Your task is to extract every entry that follows word for word while excluding the pictures.

[Stored data entries]
- - - -

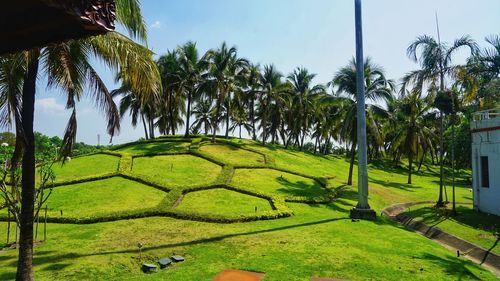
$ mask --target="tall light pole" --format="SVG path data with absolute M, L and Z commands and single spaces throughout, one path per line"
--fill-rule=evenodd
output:
M 358 133 L 358 204 L 351 210 L 353 219 L 376 218 L 376 213 L 368 204 L 368 168 L 366 159 L 366 113 L 365 74 L 363 57 L 363 28 L 361 0 L 354 0 L 356 21 L 356 92 L 357 92 L 357 133 Z

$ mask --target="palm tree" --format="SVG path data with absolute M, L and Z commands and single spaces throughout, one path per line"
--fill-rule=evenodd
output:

- - - -

> [Your solution]
$ mask --target="tall light pole" --format="SVG path data with absolute M, L and Z commands and single spaces throughout, one path per line"
--fill-rule=evenodd
output:
M 358 133 L 358 204 L 351 210 L 353 219 L 376 218 L 376 213 L 368 204 L 368 168 L 366 159 L 366 113 L 365 74 L 363 57 L 363 28 L 361 0 L 354 0 L 356 21 L 356 92 L 357 92 L 357 133 Z

$ mask --target="palm tree" --format="SVG path data with absolute M, L and Z commands and single spaces throughout, one path per line"
--fill-rule=evenodd
output:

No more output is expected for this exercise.